Adesso tutte le misure di protezione civile da “stato di emergenza”
saranno adottate non per favorire l’accoglienza, o per fare fronte ad
emergenze temporanee, ma per legittimare un disegno più vasto.
Si va nella direzione di moltiplicare i centri di detenzione per i
migranti irregolari, probabilmente anche per coinvolgere enti locali e
soggetti privati nelle attività custodia e di limitazione della libertà
personale di coloro che devono essere identificati o di quanti si tenta di
espellere o di respingere. Uno snaturamento gravissimo delle funzioni
dell’associazionismo e della protezione civile in Italia, con l’avallo
naturalmente del Commissario Bertolaso. Ma anche uno strappo alla
Costituzione che affida esclusivamente allo Stato e sotto rigidi controlli
da parte della magistratura, tutte le ipotesi di limitazione della libertà
personale.

Nelle dichiarazioni dei rappresentanti del governo, permane comunque una
confusione devastante tra la crescita degli sbarchi in Sicilia, triplicati
rispetto allo scorso anno, che costituiscono però solo una minima parte
dell’immigrazione irregolare in Italia, e l’aumento dei migranti detenuti
nelle carceri, frutto del decreto legge sulla sicurezza emanato a maggio
dal governo Berlusconi ed adesso convertiti in legge, provvedimento che
amplia notevolmente le ipotesi di carcerazione per gli immigrati
sottoposti a un procedimento penale.

## [ELENCO DEI DATI]
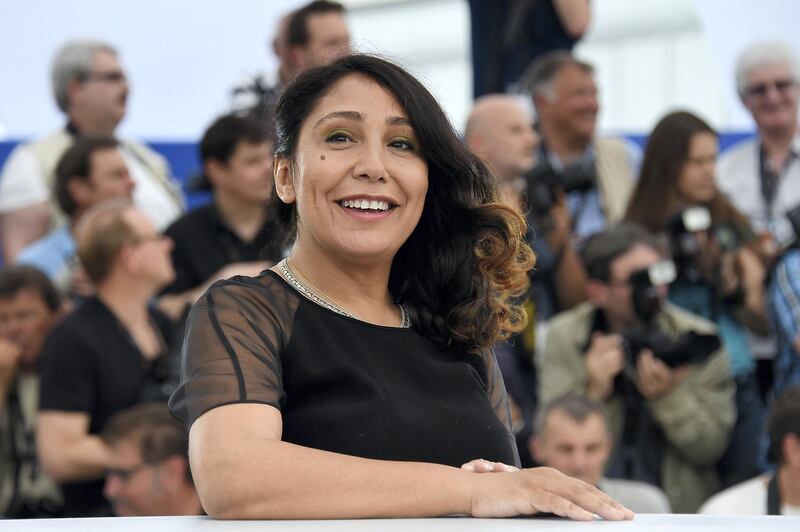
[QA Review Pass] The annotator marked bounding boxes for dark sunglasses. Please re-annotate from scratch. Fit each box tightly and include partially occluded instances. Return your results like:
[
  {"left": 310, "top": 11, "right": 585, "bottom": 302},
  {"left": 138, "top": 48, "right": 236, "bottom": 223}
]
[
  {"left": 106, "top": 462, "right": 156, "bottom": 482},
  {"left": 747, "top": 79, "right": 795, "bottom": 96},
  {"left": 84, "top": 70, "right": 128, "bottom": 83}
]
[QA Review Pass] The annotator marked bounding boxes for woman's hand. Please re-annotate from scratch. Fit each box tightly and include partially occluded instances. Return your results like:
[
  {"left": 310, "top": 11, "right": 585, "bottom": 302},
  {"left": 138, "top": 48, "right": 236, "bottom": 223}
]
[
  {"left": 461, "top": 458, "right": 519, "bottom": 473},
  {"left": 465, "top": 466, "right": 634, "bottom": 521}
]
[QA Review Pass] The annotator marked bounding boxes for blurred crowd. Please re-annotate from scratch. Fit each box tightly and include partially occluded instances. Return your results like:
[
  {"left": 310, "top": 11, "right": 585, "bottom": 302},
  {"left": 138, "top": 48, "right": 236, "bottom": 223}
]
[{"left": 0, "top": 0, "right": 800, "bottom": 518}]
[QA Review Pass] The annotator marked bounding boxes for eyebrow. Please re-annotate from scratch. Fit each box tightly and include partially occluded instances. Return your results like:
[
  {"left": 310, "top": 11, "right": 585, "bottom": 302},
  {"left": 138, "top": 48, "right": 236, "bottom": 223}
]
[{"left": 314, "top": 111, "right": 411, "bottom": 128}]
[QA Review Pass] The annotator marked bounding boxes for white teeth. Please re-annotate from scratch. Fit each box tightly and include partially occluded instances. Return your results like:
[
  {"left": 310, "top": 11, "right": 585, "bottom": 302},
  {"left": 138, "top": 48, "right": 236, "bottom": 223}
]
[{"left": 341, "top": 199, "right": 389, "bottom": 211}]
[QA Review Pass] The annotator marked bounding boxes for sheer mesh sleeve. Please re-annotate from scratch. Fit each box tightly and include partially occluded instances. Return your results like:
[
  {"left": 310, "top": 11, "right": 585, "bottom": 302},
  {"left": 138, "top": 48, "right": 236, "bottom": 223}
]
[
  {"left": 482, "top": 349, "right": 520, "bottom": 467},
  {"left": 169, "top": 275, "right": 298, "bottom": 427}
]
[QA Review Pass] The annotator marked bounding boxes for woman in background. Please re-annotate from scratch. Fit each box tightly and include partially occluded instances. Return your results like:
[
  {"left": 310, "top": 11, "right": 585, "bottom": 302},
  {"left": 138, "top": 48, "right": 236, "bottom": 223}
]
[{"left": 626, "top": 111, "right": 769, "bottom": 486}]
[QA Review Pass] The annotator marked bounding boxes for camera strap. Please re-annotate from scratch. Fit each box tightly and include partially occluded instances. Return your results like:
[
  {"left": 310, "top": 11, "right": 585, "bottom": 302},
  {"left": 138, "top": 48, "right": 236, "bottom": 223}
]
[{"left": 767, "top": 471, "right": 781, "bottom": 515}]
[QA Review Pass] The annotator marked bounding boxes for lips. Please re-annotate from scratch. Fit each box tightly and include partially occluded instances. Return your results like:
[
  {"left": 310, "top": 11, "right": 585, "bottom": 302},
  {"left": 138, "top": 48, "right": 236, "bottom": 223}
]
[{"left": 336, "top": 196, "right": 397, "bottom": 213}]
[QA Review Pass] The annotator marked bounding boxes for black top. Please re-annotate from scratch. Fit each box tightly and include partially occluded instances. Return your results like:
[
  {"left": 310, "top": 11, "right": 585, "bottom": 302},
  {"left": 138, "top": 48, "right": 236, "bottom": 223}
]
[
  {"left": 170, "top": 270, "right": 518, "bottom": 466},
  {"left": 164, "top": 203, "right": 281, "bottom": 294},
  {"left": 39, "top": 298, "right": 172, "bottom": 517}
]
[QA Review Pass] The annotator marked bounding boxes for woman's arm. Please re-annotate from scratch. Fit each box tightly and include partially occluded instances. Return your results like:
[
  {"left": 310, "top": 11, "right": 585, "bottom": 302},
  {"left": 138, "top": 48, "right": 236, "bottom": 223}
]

## [CONSEGNA DELL'ESERCIZIO 1]
Trascriva dal testo di lettura il passo che inizia con "Adesso tutte le" e prosegue fino a "disegno più vasto.".
## [CONSEGNA DELL'ESERCIZIO 2]
Secondo il testo di lettura, come sono variati gli sbarchi in Sicilia rispetto allo scorso anno?

## [SOLUZIONE DELL'ESERCIZIO 1]
Adesso tutte le misure di protezione civile da “stato di emergenza”
saranno adottate non per favorire l’accoglienza, o per fare fronte ad
emergenze temporanee, ma per legittimare un disegno più vasto.

## [SOLUZIONE DELL'ESERCIZIO 2]
Sono triplicati rispetto allo scorso anno.